Collected data:
━━━

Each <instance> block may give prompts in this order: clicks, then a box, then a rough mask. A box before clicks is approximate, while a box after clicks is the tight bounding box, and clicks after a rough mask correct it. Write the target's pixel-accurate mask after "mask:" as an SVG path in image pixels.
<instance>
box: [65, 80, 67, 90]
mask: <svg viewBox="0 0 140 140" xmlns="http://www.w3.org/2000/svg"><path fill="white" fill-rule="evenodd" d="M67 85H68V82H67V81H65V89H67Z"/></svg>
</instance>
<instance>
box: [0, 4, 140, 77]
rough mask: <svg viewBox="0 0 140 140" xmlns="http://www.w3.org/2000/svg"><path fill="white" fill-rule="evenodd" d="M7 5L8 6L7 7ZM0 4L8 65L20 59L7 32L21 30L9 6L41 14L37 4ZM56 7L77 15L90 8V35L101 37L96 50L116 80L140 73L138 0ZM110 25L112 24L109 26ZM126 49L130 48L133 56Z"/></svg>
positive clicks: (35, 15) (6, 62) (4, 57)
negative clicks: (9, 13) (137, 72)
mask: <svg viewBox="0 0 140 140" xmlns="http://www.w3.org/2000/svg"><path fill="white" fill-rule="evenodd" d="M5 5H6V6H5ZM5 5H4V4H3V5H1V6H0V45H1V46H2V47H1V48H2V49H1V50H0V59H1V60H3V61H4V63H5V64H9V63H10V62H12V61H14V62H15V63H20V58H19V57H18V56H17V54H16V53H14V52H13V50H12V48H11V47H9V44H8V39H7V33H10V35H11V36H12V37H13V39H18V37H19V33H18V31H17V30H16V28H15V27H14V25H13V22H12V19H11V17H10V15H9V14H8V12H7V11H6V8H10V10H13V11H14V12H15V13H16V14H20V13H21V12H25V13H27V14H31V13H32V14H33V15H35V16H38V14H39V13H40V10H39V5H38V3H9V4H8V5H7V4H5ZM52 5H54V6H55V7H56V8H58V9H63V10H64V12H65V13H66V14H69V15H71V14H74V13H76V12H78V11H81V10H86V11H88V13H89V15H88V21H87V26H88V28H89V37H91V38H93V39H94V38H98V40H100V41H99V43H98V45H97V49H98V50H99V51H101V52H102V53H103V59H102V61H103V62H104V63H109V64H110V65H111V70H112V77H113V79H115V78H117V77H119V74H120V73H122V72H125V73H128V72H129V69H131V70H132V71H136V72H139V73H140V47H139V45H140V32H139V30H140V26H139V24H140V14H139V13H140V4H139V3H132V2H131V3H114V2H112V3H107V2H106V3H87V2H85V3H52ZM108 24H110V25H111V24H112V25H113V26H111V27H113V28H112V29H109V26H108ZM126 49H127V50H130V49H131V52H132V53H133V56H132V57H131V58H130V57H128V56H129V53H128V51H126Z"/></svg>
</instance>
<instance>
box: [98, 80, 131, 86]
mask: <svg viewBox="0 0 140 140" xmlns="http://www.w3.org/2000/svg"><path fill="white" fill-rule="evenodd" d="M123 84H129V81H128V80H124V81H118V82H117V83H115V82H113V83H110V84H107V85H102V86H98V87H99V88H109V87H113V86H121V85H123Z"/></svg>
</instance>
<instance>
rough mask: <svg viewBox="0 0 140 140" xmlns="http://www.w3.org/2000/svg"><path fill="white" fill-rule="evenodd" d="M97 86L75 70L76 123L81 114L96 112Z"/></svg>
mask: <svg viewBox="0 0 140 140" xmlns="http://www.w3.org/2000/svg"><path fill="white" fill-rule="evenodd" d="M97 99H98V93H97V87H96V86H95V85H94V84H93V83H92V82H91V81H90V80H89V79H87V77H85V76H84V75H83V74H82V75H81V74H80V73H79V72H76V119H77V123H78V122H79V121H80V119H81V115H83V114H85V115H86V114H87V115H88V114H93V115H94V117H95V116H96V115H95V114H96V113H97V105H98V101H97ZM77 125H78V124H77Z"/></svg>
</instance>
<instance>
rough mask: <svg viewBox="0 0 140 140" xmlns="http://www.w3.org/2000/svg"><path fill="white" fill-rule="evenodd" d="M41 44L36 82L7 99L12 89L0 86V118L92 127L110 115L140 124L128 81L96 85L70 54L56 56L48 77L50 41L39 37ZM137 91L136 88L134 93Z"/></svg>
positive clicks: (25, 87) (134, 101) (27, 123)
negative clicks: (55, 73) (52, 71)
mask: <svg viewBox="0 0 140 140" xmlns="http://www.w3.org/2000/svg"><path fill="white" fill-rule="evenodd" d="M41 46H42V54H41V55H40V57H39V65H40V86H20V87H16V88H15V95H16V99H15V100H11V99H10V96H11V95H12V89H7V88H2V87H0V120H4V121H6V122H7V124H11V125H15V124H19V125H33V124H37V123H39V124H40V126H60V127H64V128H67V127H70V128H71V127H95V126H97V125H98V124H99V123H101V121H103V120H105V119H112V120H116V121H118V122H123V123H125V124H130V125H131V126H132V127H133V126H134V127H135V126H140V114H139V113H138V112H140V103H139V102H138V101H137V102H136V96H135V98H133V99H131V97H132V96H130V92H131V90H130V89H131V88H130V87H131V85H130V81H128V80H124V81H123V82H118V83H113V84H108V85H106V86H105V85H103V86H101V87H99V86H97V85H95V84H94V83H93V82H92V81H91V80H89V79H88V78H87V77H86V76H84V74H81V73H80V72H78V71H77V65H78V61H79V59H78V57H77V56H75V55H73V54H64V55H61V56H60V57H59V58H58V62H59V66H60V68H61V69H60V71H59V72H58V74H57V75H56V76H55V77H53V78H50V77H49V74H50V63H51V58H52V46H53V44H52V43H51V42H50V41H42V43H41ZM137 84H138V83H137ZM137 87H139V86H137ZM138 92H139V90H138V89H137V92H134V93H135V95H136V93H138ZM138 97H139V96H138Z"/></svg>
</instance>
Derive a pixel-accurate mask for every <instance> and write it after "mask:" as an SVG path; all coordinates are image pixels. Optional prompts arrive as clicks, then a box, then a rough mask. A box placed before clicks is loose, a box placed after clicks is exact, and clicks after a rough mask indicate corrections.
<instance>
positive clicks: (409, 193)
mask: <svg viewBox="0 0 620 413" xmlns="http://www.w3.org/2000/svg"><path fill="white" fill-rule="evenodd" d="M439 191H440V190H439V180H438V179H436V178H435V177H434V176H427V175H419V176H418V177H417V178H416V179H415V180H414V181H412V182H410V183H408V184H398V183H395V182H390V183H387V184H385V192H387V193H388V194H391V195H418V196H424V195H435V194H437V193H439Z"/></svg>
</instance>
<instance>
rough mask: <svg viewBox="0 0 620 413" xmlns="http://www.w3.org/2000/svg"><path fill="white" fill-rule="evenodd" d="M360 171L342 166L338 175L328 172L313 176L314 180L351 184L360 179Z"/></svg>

━━━

EXERCISE REQUIREMENTS:
Beginning with the line above that contains "negative clicks: (9, 13) (137, 72)", copy each line exactly up to and including the line that contains "positive clicks: (25, 87)", and go no further.

REPLY:
negative clicks: (9, 13) (137, 72)
mask: <svg viewBox="0 0 140 140" xmlns="http://www.w3.org/2000/svg"><path fill="white" fill-rule="evenodd" d="M5 5H6V6H5ZM5 5H4V4H3V5H1V6H0V45H1V46H2V47H1V48H2V49H1V50H0V59H1V60H3V61H4V63H5V64H9V63H10V62H12V61H14V62H15V63H20V58H19V57H18V56H17V54H16V53H14V52H13V50H12V48H11V47H9V44H8V39H7V33H10V35H11V36H12V37H13V39H18V37H19V33H18V31H17V30H16V28H15V27H14V25H13V22H12V19H11V17H10V15H9V14H8V12H7V11H6V8H10V10H13V11H14V12H15V13H16V14H20V13H21V12H25V13H27V14H31V13H32V14H33V15H35V16H38V14H39V13H40V10H39V5H38V3H9V4H8V5H7V4H5ZM52 5H54V6H55V7H56V8H58V9H63V10H64V12H65V13H66V14H69V15H71V14H74V13H76V12H78V11H81V10H86V11H88V13H89V15H88V21H87V26H88V28H89V37H91V38H93V39H94V38H98V40H100V41H99V43H98V45H97V49H98V50H99V51H101V52H102V53H103V59H102V61H103V62H104V63H109V64H110V65H111V70H112V77H113V79H115V78H117V77H119V74H120V73H122V72H125V73H128V72H129V69H131V70H132V71H136V72H139V73H140V47H139V45H140V32H139V30H140V26H139V24H140V14H139V13H140V4H139V3H132V2H131V3H114V2H112V3H107V2H106V3H87V2H85V3H52ZM108 24H110V25H111V24H112V25H113V26H111V27H113V28H112V29H109V26H108ZM126 49H127V50H130V49H131V52H132V53H133V56H132V57H131V58H130V57H128V56H129V53H128V51H126Z"/></svg>
</instance>
<instance>
box: [98, 80, 131, 86]
mask: <svg viewBox="0 0 140 140" xmlns="http://www.w3.org/2000/svg"><path fill="white" fill-rule="evenodd" d="M123 84H129V81H128V80H124V81H118V82H117V83H115V82H113V83H110V84H107V85H102V86H98V87H99V88H109V87H113V86H121V85H123Z"/></svg>
</instance>
<instance>
rough mask: <svg viewBox="0 0 140 140" xmlns="http://www.w3.org/2000/svg"><path fill="white" fill-rule="evenodd" d="M97 86L75 70L76 123L81 114L96 112Z"/></svg>
mask: <svg viewBox="0 0 140 140" xmlns="http://www.w3.org/2000/svg"><path fill="white" fill-rule="evenodd" d="M97 99H98V93H97V87H96V86H95V85H94V84H93V83H92V82H91V81H90V80H89V79H87V77H85V76H84V75H83V74H82V75H81V74H80V73H79V72H76V119H77V123H78V122H79V121H80V119H81V115H83V114H85V115H86V114H87V115H88V114H93V115H94V117H95V116H96V115H95V114H96V113H97V105H98V101H97ZM77 125H78V124H77Z"/></svg>
</instance>
<instance>
rough mask: <svg viewBox="0 0 140 140" xmlns="http://www.w3.org/2000/svg"><path fill="white" fill-rule="evenodd" d="M41 44L36 82L7 99L12 89L0 86V118L92 127L110 115L140 124L128 81L96 85L70 54L56 56L48 77L50 41L39 37ZM137 91L136 88L134 93Z"/></svg>
positive clicks: (25, 87) (134, 101) (27, 123)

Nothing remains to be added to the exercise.